Top of SOURCE RECORDS
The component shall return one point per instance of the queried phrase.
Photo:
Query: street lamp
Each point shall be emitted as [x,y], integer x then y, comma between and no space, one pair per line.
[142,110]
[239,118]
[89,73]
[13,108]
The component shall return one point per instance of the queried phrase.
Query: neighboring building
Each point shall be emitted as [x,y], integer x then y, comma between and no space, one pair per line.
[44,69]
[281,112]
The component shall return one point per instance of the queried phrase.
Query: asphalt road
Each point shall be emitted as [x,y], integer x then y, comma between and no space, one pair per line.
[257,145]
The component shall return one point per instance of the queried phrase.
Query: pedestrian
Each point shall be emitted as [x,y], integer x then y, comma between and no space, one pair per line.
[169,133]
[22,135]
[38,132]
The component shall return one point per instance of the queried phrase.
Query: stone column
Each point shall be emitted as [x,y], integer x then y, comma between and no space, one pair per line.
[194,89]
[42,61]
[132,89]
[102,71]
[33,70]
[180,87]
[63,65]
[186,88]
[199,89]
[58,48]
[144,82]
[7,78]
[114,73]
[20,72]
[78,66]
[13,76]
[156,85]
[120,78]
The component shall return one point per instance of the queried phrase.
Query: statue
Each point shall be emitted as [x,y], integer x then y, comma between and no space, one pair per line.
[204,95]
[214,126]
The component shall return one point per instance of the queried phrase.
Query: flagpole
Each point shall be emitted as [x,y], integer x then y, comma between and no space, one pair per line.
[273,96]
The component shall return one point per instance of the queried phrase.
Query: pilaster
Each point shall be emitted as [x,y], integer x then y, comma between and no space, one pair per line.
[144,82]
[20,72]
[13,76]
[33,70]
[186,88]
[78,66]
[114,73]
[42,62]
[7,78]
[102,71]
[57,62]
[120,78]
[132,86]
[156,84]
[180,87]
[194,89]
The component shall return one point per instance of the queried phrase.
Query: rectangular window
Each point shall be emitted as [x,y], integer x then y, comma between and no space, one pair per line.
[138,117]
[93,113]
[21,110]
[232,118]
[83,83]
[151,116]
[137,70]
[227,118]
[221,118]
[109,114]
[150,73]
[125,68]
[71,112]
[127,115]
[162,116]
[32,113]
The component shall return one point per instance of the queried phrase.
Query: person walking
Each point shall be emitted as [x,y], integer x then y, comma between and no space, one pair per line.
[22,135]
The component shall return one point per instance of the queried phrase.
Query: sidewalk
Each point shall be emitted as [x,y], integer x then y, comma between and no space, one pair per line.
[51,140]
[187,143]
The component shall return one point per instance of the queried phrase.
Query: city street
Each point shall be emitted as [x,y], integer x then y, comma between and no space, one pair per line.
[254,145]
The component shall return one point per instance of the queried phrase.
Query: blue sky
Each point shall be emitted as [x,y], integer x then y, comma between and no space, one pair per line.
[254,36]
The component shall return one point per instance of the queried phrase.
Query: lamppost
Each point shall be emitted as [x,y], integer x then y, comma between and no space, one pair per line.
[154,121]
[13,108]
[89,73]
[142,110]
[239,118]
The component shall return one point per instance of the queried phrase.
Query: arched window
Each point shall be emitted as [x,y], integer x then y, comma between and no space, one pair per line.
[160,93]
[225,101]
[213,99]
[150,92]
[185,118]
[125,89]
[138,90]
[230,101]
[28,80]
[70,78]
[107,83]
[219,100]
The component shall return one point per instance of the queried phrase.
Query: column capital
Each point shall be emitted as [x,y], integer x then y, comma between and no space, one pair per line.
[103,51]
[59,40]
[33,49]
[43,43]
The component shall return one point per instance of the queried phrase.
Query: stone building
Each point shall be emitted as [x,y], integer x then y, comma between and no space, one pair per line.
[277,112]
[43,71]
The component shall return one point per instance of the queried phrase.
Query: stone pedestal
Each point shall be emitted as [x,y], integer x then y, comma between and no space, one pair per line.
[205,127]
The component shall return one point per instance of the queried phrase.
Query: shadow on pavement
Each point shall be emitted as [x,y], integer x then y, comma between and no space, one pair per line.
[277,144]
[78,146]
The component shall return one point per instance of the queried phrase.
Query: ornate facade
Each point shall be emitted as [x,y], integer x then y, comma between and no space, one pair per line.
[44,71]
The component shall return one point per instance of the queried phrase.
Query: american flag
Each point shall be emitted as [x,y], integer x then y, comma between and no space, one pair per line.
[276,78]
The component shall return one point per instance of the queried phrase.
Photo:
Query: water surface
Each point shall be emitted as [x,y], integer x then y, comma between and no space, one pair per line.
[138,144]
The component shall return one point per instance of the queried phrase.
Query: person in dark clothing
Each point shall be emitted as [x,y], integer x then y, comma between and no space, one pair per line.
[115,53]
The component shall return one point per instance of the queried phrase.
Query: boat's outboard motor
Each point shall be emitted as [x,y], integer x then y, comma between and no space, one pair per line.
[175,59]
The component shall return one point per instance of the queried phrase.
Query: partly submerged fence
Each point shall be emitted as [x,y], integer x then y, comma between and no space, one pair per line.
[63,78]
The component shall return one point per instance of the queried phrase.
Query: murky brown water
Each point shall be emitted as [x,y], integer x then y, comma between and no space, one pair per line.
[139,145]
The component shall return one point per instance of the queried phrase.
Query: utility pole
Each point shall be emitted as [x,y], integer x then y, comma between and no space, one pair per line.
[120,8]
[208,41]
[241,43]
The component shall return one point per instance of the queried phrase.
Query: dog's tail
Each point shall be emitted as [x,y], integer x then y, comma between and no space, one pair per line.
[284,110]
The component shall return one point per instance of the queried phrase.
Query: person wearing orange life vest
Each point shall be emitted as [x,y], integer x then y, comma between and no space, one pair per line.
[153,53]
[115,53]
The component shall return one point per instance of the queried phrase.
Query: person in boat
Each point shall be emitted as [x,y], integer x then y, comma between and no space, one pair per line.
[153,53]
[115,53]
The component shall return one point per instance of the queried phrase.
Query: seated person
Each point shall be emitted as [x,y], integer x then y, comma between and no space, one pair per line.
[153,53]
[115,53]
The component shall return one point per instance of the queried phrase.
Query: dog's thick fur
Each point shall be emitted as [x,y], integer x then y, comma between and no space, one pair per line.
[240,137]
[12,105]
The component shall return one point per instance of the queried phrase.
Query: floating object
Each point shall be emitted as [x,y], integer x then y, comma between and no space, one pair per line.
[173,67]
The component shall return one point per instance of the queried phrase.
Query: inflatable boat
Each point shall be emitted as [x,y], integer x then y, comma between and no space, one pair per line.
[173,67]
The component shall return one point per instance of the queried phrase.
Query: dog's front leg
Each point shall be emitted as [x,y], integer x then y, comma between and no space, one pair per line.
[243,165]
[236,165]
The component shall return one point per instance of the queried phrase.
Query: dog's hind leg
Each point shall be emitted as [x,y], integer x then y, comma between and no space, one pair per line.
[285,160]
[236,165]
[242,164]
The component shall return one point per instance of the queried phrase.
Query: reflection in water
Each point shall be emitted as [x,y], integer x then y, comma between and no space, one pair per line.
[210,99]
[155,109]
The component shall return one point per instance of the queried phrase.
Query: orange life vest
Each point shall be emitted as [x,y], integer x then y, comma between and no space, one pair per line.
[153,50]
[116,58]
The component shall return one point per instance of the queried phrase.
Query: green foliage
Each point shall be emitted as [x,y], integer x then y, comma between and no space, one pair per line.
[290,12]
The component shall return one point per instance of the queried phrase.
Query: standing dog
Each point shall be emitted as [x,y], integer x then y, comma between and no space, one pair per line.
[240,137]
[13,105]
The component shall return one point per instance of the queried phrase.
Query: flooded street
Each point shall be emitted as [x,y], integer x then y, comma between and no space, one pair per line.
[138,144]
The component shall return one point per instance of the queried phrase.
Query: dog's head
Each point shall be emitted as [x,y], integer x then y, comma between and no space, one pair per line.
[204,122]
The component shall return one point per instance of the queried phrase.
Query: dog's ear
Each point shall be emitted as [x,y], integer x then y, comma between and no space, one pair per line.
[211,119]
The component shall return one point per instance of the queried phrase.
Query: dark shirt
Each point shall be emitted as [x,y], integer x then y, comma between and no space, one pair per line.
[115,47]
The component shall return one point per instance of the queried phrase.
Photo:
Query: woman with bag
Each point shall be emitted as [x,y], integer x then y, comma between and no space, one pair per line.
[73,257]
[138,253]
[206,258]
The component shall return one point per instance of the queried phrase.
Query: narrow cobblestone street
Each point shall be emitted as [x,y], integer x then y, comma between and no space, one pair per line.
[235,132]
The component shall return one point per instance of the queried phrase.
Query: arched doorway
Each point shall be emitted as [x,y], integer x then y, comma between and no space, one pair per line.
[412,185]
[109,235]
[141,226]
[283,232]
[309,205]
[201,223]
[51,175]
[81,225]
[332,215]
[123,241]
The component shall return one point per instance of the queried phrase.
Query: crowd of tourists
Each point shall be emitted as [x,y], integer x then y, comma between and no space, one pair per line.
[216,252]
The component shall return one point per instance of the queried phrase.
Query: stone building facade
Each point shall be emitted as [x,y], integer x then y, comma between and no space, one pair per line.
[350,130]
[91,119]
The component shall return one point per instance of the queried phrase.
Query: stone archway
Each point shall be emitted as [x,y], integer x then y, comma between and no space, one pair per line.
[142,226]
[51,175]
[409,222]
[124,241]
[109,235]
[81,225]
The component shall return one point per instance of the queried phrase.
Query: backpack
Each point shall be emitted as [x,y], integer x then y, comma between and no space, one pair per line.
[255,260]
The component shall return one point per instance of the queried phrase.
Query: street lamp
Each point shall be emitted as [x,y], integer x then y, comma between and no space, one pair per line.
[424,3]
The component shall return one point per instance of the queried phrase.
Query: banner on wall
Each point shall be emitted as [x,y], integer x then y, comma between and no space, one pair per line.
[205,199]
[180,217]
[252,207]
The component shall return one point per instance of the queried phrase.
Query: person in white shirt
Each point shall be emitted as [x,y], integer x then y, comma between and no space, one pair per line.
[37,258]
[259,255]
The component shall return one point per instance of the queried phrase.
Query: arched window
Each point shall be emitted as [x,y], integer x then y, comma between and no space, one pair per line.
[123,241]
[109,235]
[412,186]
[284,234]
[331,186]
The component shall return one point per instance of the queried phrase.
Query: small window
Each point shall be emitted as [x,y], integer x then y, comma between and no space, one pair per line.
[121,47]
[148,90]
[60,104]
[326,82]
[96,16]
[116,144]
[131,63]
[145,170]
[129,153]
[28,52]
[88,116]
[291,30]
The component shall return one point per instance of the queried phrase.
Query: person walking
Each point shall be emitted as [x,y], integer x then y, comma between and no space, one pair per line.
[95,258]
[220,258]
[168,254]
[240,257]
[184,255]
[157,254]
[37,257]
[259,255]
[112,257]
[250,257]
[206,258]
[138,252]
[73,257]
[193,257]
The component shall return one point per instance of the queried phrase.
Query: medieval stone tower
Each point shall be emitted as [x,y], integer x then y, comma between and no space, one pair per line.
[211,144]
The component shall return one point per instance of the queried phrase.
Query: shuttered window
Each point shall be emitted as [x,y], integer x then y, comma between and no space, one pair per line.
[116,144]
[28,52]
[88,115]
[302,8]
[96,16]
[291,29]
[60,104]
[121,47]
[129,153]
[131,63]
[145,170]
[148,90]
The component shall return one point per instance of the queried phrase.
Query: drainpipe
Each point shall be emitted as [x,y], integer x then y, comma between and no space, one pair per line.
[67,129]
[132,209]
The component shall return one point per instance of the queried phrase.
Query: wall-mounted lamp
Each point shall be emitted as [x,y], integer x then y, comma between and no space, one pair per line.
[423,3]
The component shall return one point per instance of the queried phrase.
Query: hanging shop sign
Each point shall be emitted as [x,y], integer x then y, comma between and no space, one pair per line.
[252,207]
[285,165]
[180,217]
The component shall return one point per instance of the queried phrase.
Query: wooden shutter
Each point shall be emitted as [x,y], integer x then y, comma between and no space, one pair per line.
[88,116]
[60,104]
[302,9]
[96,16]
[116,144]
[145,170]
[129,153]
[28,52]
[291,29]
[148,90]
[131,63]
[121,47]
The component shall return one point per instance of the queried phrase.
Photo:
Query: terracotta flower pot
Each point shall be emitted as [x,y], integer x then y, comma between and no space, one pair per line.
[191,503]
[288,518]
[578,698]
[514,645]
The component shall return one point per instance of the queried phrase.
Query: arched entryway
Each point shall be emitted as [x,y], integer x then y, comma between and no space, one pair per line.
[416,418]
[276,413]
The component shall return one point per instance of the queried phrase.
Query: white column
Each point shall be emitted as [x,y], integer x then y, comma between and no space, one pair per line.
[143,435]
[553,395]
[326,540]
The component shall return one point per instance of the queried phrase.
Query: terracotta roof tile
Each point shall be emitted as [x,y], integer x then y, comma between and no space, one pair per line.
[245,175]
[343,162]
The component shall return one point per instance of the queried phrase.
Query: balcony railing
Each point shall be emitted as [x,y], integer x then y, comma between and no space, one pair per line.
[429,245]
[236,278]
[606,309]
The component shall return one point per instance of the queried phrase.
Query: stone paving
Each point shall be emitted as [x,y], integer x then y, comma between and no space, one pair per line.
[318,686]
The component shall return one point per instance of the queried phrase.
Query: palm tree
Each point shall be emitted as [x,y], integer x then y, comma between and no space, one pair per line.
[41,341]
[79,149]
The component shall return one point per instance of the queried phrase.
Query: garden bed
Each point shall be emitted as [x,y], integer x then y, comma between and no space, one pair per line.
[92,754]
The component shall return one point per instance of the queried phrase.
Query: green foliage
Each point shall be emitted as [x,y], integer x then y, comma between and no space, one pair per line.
Bottom of SOURCE RECORDS
WHAT YOU ARE ASKED TO DO » The line containing "Query: stone column" marks the end. Please print exactly every line from the top of the data to it, both included, and nothing more.

RESULT »
The component shall return one point per instance of the queried phrase.
Photo:
Query: street lamp
Each point shall be emitted as [x,y], integer x then y, comma between and no space, one pair per line.
[142,110]
[239,118]
[89,73]
[13,108]
The component shall return one point per instance of the queried phrase.
Query: neighboring building
Each point shall be emitted as [x,y], integer x then y, comma between and no space, one pair per line.
[44,69]
[281,112]
The component shall return one point per instance of the queried phrase.
Query: asphalt road
Each point shall be emitted as [x,y], integer x then y, comma between and no space, one pair per line.
[257,145]
The component shall return one point per instance of the queried phrase.
Query: pedestrian
Each point shall be emitted as [x,y], integer x then y, comma between and no space, one pair per line.
[169,133]
[22,135]
[38,132]
The component shall return one point per instance of the queried phrase.
Query: stone column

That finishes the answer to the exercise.